* start Supplied data *
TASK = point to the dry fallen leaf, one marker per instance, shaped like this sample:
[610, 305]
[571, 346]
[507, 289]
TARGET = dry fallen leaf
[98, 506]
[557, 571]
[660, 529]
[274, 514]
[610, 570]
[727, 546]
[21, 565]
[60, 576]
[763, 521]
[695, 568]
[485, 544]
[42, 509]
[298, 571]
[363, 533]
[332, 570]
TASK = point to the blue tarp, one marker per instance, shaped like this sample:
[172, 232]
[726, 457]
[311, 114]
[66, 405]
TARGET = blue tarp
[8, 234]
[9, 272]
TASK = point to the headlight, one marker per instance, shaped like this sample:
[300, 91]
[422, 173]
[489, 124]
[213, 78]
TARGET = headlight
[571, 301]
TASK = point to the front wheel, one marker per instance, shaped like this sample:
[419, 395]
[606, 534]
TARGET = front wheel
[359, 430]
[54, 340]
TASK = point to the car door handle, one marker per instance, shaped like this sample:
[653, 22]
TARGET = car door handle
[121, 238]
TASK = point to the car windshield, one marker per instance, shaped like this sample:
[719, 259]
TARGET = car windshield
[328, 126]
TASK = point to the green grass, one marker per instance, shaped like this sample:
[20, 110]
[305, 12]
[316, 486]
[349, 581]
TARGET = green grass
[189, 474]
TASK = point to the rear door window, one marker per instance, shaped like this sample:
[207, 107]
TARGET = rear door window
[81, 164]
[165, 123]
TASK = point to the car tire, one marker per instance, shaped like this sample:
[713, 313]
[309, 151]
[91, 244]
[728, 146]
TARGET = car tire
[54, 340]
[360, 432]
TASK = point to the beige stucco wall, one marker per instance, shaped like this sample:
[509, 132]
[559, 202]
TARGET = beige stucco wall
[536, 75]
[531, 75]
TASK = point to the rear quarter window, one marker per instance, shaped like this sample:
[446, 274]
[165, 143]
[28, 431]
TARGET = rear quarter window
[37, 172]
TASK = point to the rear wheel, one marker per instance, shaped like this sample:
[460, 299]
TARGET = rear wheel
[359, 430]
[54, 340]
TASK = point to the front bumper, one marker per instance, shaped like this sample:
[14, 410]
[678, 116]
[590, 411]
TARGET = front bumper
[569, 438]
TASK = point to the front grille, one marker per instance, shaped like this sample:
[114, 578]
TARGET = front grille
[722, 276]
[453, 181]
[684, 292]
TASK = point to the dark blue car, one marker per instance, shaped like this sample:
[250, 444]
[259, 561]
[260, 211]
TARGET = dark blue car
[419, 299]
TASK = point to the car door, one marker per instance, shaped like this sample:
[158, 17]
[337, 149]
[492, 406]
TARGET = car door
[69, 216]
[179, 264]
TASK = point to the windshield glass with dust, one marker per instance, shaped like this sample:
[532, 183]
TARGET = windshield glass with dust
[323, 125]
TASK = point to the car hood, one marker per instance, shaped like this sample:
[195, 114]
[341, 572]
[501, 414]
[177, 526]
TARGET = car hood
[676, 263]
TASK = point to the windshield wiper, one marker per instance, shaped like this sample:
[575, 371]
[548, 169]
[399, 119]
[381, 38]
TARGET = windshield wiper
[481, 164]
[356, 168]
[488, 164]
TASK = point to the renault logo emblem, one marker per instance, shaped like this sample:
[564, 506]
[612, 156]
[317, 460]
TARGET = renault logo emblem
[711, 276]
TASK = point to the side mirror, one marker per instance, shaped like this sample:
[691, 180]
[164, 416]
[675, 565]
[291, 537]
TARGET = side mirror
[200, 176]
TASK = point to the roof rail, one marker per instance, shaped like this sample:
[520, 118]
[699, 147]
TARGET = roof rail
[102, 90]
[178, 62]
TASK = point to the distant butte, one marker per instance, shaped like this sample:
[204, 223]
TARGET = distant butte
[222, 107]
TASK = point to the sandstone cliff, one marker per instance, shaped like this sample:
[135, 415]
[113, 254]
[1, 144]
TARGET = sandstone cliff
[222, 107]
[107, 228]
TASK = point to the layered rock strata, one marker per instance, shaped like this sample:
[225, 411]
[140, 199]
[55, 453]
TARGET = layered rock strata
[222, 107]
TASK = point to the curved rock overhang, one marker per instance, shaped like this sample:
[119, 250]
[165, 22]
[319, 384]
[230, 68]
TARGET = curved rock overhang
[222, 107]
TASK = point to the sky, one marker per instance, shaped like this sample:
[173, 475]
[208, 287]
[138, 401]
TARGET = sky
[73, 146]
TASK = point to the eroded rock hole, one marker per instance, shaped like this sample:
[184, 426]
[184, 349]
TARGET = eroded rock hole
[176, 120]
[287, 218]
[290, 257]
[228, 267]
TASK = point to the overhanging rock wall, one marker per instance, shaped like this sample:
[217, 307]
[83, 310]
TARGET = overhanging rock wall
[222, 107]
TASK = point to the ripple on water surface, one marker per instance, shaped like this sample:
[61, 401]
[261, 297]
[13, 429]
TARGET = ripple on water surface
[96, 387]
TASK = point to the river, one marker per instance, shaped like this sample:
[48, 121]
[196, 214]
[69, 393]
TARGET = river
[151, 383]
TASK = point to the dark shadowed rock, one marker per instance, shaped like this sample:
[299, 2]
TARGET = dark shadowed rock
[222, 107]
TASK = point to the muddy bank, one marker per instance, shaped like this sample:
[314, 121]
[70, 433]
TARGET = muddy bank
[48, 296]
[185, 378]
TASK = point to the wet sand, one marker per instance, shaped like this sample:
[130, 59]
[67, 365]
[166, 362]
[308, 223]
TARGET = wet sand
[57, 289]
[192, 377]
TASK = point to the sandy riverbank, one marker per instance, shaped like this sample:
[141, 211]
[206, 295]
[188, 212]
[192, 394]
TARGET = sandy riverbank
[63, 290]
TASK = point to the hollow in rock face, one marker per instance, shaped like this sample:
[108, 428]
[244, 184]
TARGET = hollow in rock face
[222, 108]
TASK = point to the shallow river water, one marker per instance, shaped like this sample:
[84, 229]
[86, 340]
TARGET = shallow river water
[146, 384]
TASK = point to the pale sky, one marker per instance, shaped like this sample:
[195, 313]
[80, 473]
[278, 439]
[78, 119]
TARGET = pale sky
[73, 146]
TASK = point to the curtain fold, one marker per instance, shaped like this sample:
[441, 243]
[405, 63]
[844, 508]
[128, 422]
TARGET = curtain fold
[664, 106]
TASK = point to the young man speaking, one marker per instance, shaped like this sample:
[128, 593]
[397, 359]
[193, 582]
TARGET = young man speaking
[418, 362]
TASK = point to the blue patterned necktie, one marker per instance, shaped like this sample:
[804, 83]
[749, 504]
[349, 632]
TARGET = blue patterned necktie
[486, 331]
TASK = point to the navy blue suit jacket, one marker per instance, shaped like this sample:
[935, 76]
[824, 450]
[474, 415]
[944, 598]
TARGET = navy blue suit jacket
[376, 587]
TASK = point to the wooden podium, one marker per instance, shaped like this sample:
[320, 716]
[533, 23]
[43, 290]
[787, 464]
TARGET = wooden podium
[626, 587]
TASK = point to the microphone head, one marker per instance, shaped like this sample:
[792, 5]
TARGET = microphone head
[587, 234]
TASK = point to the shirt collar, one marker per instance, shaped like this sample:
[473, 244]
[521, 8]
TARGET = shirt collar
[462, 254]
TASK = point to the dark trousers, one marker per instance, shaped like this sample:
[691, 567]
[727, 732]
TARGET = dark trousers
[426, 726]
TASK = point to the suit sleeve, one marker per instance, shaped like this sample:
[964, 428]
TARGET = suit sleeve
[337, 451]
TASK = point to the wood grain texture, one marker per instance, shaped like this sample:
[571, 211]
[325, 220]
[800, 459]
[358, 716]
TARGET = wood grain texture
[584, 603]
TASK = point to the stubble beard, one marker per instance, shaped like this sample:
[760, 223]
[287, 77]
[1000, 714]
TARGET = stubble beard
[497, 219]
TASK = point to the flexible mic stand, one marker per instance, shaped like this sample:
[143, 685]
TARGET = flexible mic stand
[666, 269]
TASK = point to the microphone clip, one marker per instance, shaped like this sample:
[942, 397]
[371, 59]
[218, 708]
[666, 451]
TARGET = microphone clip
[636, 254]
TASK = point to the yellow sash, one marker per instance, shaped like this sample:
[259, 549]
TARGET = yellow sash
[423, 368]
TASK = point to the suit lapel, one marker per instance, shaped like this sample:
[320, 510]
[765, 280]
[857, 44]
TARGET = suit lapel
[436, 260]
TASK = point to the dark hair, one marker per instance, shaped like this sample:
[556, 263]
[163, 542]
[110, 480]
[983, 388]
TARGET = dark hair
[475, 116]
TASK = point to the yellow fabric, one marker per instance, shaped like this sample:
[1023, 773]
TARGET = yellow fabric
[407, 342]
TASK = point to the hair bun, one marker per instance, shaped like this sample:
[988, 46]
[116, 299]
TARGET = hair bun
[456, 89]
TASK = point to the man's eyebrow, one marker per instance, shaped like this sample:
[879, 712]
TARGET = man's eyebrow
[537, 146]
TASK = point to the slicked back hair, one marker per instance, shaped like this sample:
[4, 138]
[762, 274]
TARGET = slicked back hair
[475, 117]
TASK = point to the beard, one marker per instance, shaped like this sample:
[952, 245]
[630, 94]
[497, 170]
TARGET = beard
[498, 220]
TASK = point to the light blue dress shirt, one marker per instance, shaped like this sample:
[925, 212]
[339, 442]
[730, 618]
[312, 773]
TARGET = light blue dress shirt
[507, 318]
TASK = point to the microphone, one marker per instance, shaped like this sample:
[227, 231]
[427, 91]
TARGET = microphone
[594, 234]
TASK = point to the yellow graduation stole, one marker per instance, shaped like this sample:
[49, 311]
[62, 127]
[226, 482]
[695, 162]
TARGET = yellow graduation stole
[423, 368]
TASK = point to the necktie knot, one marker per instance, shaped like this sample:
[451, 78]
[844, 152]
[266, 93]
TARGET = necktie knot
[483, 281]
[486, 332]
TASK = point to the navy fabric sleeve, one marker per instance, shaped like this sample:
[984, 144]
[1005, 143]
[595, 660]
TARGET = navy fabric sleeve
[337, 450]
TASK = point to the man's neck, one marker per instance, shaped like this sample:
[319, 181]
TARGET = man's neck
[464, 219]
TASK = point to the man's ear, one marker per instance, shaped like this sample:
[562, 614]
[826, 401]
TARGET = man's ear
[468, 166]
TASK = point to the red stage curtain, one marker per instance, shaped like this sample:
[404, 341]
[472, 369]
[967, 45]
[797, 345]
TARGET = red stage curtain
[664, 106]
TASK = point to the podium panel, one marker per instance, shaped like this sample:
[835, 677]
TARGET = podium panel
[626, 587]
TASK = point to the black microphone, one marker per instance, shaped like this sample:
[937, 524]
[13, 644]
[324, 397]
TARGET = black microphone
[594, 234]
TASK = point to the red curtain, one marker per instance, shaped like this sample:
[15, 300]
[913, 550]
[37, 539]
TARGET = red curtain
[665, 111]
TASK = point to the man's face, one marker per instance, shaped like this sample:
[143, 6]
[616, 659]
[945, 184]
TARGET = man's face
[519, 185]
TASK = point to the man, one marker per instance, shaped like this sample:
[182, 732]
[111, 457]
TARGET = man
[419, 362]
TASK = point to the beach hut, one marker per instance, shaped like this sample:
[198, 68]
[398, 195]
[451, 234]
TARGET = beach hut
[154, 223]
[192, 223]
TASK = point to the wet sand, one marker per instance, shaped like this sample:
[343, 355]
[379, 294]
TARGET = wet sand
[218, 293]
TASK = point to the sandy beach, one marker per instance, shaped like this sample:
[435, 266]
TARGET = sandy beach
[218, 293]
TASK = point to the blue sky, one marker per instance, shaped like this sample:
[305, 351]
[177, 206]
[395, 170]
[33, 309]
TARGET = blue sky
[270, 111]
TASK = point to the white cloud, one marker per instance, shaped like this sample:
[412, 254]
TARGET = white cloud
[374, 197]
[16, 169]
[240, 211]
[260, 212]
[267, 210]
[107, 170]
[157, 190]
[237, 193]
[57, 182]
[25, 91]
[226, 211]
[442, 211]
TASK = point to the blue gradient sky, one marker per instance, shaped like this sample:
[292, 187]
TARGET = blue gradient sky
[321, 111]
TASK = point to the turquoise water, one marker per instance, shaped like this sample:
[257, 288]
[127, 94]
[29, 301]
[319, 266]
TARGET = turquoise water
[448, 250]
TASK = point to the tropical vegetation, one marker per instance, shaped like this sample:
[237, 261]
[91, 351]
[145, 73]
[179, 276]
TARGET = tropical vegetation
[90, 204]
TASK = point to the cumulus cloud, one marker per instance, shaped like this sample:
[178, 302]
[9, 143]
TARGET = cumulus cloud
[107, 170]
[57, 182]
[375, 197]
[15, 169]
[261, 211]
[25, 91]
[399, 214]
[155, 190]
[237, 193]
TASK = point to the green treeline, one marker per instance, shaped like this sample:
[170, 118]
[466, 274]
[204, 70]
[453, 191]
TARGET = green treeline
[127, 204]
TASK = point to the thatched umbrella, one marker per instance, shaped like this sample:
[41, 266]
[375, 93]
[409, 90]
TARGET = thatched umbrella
* end Supplied data *
• Problem description:
Make an exact copy of every line from the one with "TASK = point to the beach" to the end of the data, with the first and last of those lines included.

• Response:
TASK = point to the beach hut, one marker per instance, shaped like this sample:
[198, 68]
[398, 195]
[451, 234]
TARGET = beach hut
[154, 223]
[192, 223]
TASK = point to the wet sand, one marker per instance, shaped like this sample:
[343, 355]
[379, 294]
TARGET = wet sand
[218, 293]
TASK = point to the sandy beach, one marker per instance, shaped like this sample:
[435, 266]
TARGET = sandy beach
[218, 293]
TASK = point to the blue sky, one marker per instance, shaped like this sample:
[305, 351]
[177, 206]
[395, 170]
[33, 309]
TARGET = blue sky
[270, 111]
TASK = point to the white cloud, one marker per instance, shaped like this sample:
[412, 254]
TARGET = white cloud
[374, 197]
[16, 169]
[240, 211]
[260, 212]
[267, 210]
[107, 170]
[157, 190]
[237, 193]
[57, 182]
[25, 91]
[226, 211]
[442, 211]
TASK = point to the blue gradient sky, one marker per instance, shaped like this sample:
[292, 187]
TARGET = blue gradient sky
[321, 111]
TASK = point to the turquoise water, one marker per instance, shaped like this sample:
[257, 288]
[127, 94]
[29, 301]
[319, 266]
TARGET = turquoise water
[448, 250]
TASK = point to the tropical vegetation, one marker per instance, shaped like this sample:
[237, 261]
[91, 351]
[145, 73]
[179, 276]
TARGET = tropical vegetation
[90, 204]
TASK = point to the cumulus cloud, one marker per instance, shaped like this sample:
[178, 302]
[9, 143]
TARGET = cumulus cloud
[107, 170]
[57, 182]
[375, 197]
[15, 169]
[261, 211]
[25, 91]
[399, 214]
[155, 190]
[237, 193]
TASK = point to the green treeline, one marker per instance, shaped like this sample:
[170, 118]
[466, 274]
[204, 70]
[453, 191]
TARGET = green treeline
[127, 204]
TASK = point to the thatched umbrella, one marker per instance, shaped like this sample:
[41, 266]
[375, 93]
[409, 90]
TARGET = thatched umbrella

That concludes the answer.